Begin PROVIDED MATERIAL
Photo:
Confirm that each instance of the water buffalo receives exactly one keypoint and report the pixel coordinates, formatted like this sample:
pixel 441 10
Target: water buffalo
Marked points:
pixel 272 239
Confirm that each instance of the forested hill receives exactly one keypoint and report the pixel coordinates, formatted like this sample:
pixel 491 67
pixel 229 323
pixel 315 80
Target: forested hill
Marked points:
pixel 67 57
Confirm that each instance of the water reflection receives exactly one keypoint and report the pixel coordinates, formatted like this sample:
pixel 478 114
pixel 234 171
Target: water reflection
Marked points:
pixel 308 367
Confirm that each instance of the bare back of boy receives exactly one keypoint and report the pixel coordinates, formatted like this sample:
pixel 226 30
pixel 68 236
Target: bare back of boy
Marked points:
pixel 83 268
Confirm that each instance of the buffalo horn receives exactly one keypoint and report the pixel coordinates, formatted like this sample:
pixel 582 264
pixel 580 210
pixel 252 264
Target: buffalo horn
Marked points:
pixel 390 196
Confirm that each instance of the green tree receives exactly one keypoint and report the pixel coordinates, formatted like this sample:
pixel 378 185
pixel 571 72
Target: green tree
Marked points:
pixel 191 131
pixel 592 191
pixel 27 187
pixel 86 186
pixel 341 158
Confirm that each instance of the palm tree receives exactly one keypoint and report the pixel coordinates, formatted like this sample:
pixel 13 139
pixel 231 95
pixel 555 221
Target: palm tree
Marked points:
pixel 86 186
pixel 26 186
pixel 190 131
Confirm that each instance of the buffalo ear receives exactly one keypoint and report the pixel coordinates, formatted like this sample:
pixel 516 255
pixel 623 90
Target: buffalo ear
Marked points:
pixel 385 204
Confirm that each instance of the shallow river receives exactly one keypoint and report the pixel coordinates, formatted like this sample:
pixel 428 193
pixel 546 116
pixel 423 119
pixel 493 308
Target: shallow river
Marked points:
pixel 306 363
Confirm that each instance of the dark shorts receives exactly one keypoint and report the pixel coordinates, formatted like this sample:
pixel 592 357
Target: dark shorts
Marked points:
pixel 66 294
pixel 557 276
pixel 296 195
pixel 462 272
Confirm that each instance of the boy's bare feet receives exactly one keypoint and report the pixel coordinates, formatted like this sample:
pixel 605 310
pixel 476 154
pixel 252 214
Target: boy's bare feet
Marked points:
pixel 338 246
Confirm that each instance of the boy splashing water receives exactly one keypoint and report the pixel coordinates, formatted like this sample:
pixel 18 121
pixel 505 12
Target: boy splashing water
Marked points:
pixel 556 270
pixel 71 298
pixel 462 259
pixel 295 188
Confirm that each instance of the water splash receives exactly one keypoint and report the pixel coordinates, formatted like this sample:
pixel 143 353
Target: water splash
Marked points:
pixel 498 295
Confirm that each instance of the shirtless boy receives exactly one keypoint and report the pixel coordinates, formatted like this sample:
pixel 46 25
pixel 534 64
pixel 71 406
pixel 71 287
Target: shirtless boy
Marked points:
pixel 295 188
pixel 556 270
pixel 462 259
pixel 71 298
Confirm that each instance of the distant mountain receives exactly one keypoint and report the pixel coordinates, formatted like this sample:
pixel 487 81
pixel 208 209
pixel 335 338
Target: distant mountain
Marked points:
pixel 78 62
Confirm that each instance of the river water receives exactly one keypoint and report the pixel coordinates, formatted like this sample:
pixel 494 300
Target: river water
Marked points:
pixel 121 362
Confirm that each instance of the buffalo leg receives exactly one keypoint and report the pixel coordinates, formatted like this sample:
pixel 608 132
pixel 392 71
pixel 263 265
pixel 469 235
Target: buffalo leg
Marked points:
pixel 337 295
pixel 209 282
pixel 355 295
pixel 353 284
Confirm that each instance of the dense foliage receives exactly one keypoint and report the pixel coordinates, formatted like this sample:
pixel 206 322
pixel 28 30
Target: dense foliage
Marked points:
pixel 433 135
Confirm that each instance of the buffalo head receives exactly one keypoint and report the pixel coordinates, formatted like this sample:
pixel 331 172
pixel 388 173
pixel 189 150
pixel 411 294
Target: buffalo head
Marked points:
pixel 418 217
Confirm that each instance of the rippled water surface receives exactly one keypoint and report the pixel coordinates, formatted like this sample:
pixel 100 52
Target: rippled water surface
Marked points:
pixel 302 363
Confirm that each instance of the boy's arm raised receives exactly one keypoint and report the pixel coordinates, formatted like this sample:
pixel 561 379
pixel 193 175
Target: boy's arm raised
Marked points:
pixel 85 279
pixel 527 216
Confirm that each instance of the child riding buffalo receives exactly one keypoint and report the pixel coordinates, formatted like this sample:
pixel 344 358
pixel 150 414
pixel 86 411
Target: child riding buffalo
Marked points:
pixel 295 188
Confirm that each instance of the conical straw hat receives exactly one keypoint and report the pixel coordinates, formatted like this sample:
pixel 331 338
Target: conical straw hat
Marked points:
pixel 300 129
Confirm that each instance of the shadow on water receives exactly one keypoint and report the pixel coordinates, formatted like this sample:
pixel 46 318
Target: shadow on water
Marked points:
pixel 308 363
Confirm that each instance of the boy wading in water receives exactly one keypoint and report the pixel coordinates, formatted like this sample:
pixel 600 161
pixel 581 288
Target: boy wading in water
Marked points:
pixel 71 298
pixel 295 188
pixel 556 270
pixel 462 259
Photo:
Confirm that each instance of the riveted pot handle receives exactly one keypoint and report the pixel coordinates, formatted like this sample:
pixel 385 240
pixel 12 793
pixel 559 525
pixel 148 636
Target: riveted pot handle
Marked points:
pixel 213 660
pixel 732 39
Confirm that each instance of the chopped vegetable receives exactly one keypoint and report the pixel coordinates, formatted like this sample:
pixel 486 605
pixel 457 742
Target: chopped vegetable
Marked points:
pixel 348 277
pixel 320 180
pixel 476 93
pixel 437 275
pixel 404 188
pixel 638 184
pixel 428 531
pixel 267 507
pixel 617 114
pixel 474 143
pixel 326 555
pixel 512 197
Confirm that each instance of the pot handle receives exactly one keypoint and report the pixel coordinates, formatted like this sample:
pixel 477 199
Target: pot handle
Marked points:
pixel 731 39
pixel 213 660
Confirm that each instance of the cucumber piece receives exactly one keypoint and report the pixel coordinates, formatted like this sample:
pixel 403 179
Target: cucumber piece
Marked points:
End PROVIDED MATERIAL
Reproduce every row above, replacing "Marked points" with "Labeled points" wherever it occurs and keeping all other text as it is.

● **RESPONSE FOR THIS EXERCISE**
Photo:
Confirm that each instance of the water buffalo receives exactly one keypoint and report the pixel coordinates, formatted like this sample:
pixel 441 10
Target: water buffalo
Labeled points:
pixel 272 239
Confirm that each instance of the forested hill receives exactly one keypoint and report the pixel coordinates, formatted like this sample:
pixel 491 67
pixel 229 323
pixel 315 80
Target: forested hill
Labeled points:
pixel 67 57
Confirm that each instance of the water reflection receives exactly one keypoint and report the pixel coordinates, formatted like this sample:
pixel 478 114
pixel 234 171
Target: water reflection
Labeled points:
pixel 308 367
Confirm that each instance of the bare back of boy receives exactly one keypoint and report the pixel coordinates, formatted like this sample:
pixel 226 30
pixel 68 236
Target: bare back of boy
Labeled points:
pixel 83 268
Confirm that each instance of the buffalo horn receives exactly one keypoint and report the pixel coordinates, formatted like this sample:
pixel 582 264
pixel 580 210
pixel 252 264
Target: buffalo horn
Labeled points:
pixel 390 196
Confirm that each instance of the green tree receives exactly one keypoint and report the pixel coordinates, formatted like this sample:
pixel 378 185
pixel 571 72
Target: green tree
Labeled points:
pixel 191 131
pixel 592 191
pixel 27 187
pixel 86 186
pixel 341 158
Confirm that each instance of the palm tree receives exactly one keypoint and report the pixel coordinates, formatted like this sample:
pixel 13 139
pixel 231 95
pixel 555 221
Target: palm tree
Labeled points:
pixel 86 186
pixel 26 186
pixel 190 131
Confirm that each instance of the buffalo ear receives exactly one keypoint and report the pixel coordinates, formatted like this sample:
pixel 516 255
pixel 623 90
Target: buffalo ear
Labeled points:
pixel 385 204
Confirm that each instance of the shallow river receives exactly one keypoint and report the pixel coordinates, formatted like this sample:
pixel 428 193
pixel 546 116
pixel 423 119
pixel 493 308
Target: shallow river
Labeled points:
pixel 306 363
Confirm that each instance of the dark shorts receives exactly one keypoint and report the pixel coordinates, formatted like this sample:
pixel 592 357
Target: dark shorts
Labeled points:
pixel 66 294
pixel 557 276
pixel 296 195
pixel 462 272
Confirm that each instance of the boy's bare feet receives exactly one keypoint and report the pixel coordinates, formatted like this sample:
pixel 605 310
pixel 476 154
pixel 252 214
Target: boy's bare feet
Labeled points:
pixel 338 246
Confirm that each instance of the boy splashing water receives exactly one keypoint and report the pixel coordinates, formatted like this sample:
pixel 18 121
pixel 505 12
Target: boy splashing water
Labeled points:
pixel 556 270
pixel 71 298
pixel 462 259
pixel 295 188
Confirm that each instance of the water splash receives exactly one keypoint and report the pixel coordinates, formatted like this sample:
pixel 143 353
Target: water splash
Labeled points:
pixel 498 295
Confirm that each instance of the shirtless boy receives exactly one keypoint and report the pixel coordinates, formatted like this sample:
pixel 46 25
pixel 534 64
pixel 71 406
pixel 71 287
Target: shirtless boy
Labeled points:
pixel 295 188
pixel 556 270
pixel 462 259
pixel 71 298
Confirm that each instance of the distant mountain receives exactly one keypoint and report the pixel coordinates, formatted like this sample:
pixel 487 81
pixel 208 209
pixel 335 338
Target: distant mountain
Labeled points:
pixel 78 62
Confirm that each instance of the river water receives exactly one keypoint and report the pixel coordinates, formatted like this sample:
pixel 494 300
Target: river water
Labeled points:
pixel 121 362
Confirm that each instance of the buffalo leg receives exactly one keypoint and report the pixel coordinates, formatted like this sample:
pixel 608 132
pixel 392 71
pixel 263 265
pixel 469 235
Target: buffalo leg
Labeled points:
pixel 337 295
pixel 209 282
pixel 355 295
pixel 353 284
Confirm that each instance of the dense foliage receives exactly one keypoint and report the pixel coordinates, formatted like this sample:
pixel 206 322
pixel 28 30
Target: dense foliage
Labeled points:
pixel 433 135
Confirm that each instance of the buffalo head receives exactly one keypoint and report the pixel coordinates, formatted like this sample:
pixel 331 172
pixel 388 173
pixel 189 150
pixel 411 294
Target: buffalo head
Labeled points:
pixel 418 217
Confirm that each instance of the rippled water surface receives exactly one keypoint and report the pixel coordinates, formatted like this sample:
pixel 100 52
Target: rippled water surface
Labeled points:
pixel 302 363
Confirm that each instance of the boy's arm raised receives exactly one keypoint and report the pixel coordinates, formatted like this sample:
pixel 561 379
pixel 193 175
Target: boy's arm raised
Labeled points:
pixel 85 279
pixel 527 216
Confirm that each instance of the child riding buffalo receives exactly one keypoint and report the pixel coordinates, formatted like this sample:
pixel 344 358
pixel 150 414
pixel 86 411
Target: child riding buffalo
Labeled points:
pixel 295 188
Confirm that each instance of the conical straw hat receives exactly one keypoint and report the pixel coordinates, formatted like this sample:
pixel 331 338
Target: conical straw hat
Labeled points:
pixel 300 129
Confirm that each instance of the shadow on water receives exactly one keypoint and report the pixel coordinates, formatted like this sample:
pixel 46 318
Target: shadow on water
Labeled points:
pixel 308 363
Confirm that each instance of the boy wading in water receives exactly one keypoint and report the pixel coordinates, formatted like this sample:
pixel 600 161
pixel 581 288
Target: boy wading in water
Labeled points:
pixel 71 298
pixel 295 188
pixel 556 270
pixel 462 259
Photo:
Confirm that each instance of the riveted pot handle receives exactly one keypoint and report the pixel coordinates, formatted like this sample:
pixel 385 240
pixel 12 793
pixel 559 525
pixel 148 636
Target: riveted pot handle
Labeled points:
pixel 213 660
pixel 732 39
Confirm that each instance of the chopped vegetable receives exactly one keypoint and report the pixel coordinates, formatted like this sample:
pixel 486 605
pixel 457 742
Target: chopped vegetable
Labeled points:
pixel 348 277
pixel 320 180
pixel 476 93
pixel 437 275
pixel 404 188
pixel 638 184
pixel 428 531
pixel 267 507
pixel 617 114
pixel 474 143
pixel 326 555
pixel 512 197
Confirm that each instance of the pot handle receives exactly one keypoint and report the pixel coordinates, formatted like this sample:
pixel 477 199
Target: pot handle
Labeled points:
pixel 731 39
pixel 213 660
Confirm that each instance of the cucumber piece receives exactly one keypoint and report the pixel coordinates, formatted like this sample:
pixel 403 179
Target: cucumber piece
Labeled points:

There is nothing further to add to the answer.